» Description of the task: Please recast the records as a JSON list of strings, one string per line, with blank lines omitted. Begin at the line that contains "TARGET = sliced cooked mushroom" and stop after the last line of the records.

» Task material:
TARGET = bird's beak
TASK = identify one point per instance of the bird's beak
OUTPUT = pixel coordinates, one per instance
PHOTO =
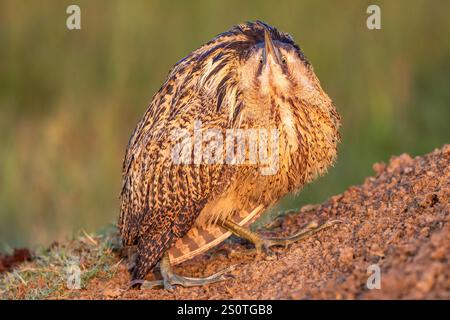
(270, 49)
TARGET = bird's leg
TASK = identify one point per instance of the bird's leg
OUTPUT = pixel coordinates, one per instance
(170, 278)
(264, 244)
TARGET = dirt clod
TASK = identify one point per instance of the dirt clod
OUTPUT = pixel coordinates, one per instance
(396, 222)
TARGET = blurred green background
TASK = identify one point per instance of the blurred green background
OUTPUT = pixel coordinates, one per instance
(69, 100)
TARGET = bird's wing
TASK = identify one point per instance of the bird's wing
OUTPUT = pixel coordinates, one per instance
(160, 199)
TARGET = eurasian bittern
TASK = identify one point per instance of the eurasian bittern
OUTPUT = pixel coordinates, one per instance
(251, 81)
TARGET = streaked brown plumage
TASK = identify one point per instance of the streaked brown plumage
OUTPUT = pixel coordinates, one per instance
(231, 82)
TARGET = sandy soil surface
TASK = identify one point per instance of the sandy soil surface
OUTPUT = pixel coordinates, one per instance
(397, 220)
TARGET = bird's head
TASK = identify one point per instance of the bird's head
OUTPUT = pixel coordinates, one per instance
(251, 68)
(275, 67)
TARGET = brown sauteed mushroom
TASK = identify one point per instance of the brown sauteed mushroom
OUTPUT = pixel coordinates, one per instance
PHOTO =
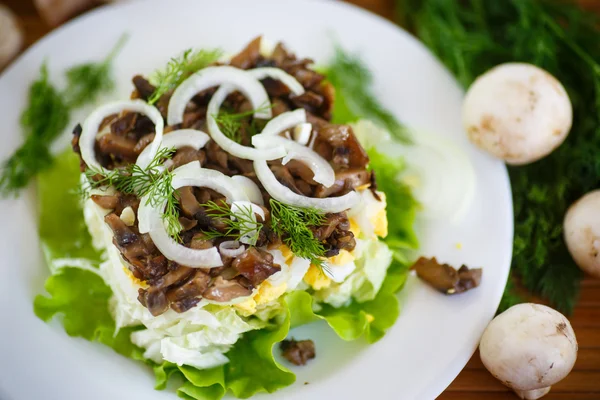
(124, 136)
(446, 278)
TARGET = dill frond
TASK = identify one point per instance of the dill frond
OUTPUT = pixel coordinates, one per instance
(239, 225)
(180, 68)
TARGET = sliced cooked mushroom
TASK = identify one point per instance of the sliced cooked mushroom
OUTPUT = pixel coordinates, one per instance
(124, 124)
(255, 265)
(345, 181)
(188, 202)
(298, 352)
(222, 290)
(144, 88)
(445, 278)
(193, 286)
(108, 202)
(117, 145)
(143, 142)
(186, 155)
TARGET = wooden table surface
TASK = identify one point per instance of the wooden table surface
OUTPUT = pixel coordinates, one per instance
(474, 382)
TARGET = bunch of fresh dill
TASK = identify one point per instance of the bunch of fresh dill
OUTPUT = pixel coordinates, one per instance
(153, 182)
(47, 116)
(179, 68)
(472, 36)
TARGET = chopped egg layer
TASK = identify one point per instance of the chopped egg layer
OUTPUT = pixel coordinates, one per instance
(202, 336)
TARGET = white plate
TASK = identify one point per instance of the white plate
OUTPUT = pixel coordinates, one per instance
(435, 335)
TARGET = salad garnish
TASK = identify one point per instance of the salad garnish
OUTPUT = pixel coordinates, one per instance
(47, 115)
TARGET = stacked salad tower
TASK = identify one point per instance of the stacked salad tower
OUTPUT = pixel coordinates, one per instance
(223, 209)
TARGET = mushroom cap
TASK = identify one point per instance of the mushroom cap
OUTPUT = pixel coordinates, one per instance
(529, 346)
(517, 112)
(582, 232)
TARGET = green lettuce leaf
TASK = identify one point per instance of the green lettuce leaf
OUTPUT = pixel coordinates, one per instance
(62, 229)
(401, 205)
(81, 298)
(252, 368)
(370, 319)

» Response to this exercise:
[
  "TARGET = sliced cooked mushroom",
  "TASK = identify one point per instance of the sliced cooked mushroom",
  "OUTPUT = pixel coordinates, one per instance",
  "(124, 124)",
  "(255, 265)",
  "(345, 181)",
  "(188, 202)",
  "(298, 352)",
  "(222, 290)",
  "(144, 88)",
  "(445, 278)",
  "(193, 286)",
  "(108, 202)",
  "(117, 145)",
  "(143, 142)",
  "(186, 155)",
  "TARGET = wooden table surface",
  "TASK = identify one point per instance of the wooden table surface",
  "OUTPUT = pixel coordinates, one per instance",
  "(474, 382)",
  "TARGET = bunch of fresh dill",
  "TASK = identify one point per instance of the bunch of fresh dill",
  "OUTPUT = pixel coordinates, one per instance",
  "(153, 182)",
  "(47, 116)",
  "(179, 68)",
  "(472, 36)",
  "TARGET = chopped egg layer",
  "TASK = identify one point per instance of the chopped egg layer",
  "OUTPUT = pixel coordinates, one per instance",
  "(202, 336)",
  "TARGET = white plate",
  "TASK = identify one point per instance of the white plate",
  "OUTPUT = pixel coordinates, one per instance",
  "(435, 335)",
  "TARGET = salad garnish",
  "TASK = identify one point per instance of the salad garnish",
  "OUTPUT = pixel coordinates, one per instance",
  "(47, 115)",
  "TARGET = stacked salad tower",
  "TASK = identify one point per instance of the stacked salad tower",
  "OUTPUT = pixel coordinates, one per instance",
  "(223, 209)",
  "TARGET = mushroom cap",
  "TASK = identify one point per instance of the mushroom cap",
  "OUTPUT = pixel coordinates, one per instance",
  "(529, 346)",
  "(517, 112)",
  "(582, 232)",
  "TARGET = green lettuce leaf",
  "TASK = identify one point per instance of the green lettuce leaf",
  "OUTPUT = pixel coordinates, one per instance",
  "(62, 229)",
  "(401, 205)",
  "(81, 298)",
  "(252, 368)",
  "(370, 319)"
]